Go through the listing below. Copy each line that has the string "chicken".
┌──
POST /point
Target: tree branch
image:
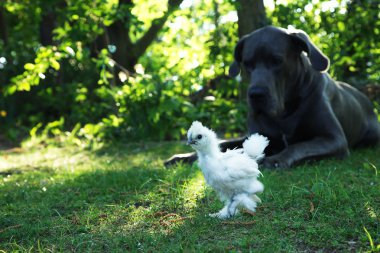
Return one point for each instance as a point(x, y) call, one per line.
point(143, 43)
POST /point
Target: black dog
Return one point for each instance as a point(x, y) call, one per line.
point(304, 113)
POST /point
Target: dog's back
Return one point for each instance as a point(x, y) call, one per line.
point(360, 124)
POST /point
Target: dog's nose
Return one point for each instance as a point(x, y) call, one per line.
point(257, 91)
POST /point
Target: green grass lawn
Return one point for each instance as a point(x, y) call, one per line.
point(119, 199)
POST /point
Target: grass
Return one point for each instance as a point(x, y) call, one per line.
point(121, 198)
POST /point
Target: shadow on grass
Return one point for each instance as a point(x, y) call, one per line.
point(108, 206)
point(125, 200)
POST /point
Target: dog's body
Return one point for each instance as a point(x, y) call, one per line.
point(304, 113)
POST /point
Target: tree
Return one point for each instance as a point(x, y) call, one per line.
point(251, 14)
point(128, 52)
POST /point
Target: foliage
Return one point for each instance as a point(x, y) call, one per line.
point(122, 199)
point(81, 89)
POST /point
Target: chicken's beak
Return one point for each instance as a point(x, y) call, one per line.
point(190, 142)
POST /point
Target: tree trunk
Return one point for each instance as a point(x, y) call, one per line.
point(251, 16)
point(3, 27)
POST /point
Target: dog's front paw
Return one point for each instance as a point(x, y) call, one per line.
point(275, 162)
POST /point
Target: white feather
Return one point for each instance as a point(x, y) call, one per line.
point(254, 146)
point(233, 174)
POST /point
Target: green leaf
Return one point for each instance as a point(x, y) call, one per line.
point(29, 66)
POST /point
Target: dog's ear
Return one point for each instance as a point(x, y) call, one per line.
point(235, 66)
point(319, 61)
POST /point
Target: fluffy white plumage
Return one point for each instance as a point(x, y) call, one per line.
point(233, 174)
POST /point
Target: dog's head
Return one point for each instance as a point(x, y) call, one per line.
point(274, 60)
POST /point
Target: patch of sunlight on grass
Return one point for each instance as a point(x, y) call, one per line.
point(193, 190)
point(51, 157)
point(371, 211)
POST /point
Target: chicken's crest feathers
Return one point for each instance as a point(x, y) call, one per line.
point(197, 128)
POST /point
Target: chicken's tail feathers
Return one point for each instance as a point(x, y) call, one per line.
point(255, 145)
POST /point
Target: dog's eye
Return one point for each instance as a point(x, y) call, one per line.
point(277, 60)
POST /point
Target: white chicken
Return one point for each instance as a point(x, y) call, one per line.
point(232, 174)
└──
**THE COMPLETED TASK**
Target: chicken's beak
Target: chicken's crest feathers
Target: chicken's tail feathers
Target: white chicken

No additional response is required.